• AIM OF THE EXERCISE: As you restate the entries, keep every word intact and leave out whatever images they hold.

[Saved data entries]
——

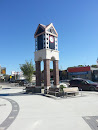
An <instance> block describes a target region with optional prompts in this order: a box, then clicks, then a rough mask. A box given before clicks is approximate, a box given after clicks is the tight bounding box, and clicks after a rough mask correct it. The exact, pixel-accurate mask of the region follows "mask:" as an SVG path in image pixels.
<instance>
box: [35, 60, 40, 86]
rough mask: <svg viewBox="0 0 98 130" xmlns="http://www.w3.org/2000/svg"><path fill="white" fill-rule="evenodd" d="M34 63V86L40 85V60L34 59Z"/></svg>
mask: <svg viewBox="0 0 98 130" xmlns="http://www.w3.org/2000/svg"><path fill="white" fill-rule="evenodd" d="M35 64H36V86H37V87H40V86H41V61H35Z"/></svg>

——

• RESULT OF THIS EXERCISE:
An <instance> block describes a target region with optional prompts in this order: a box, then clicks, then a rough mask. A box given before clicks is approximate, a box given after clicks is the tight bounding box, and clicks after a rough mask correct it. The exact, pixel-accurate mask of the region follows "mask:" as an SVG path in image pixels.
<instance>
box: [35, 60, 40, 86]
rough mask: <svg viewBox="0 0 98 130" xmlns="http://www.w3.org/2000/svg"><path fill="white" fill-rule="evenodd" d="M34 63V86L40 85V60L34 59Z"/></svg>
mask: <svg viewBox="0 0 98 130" xmlns="http://www.w3.org/2000/svg"><path fill="white" fill-rule="evenodd" d="M35 64H36V86H37V87H40V86H41V61H35Z"/></svg>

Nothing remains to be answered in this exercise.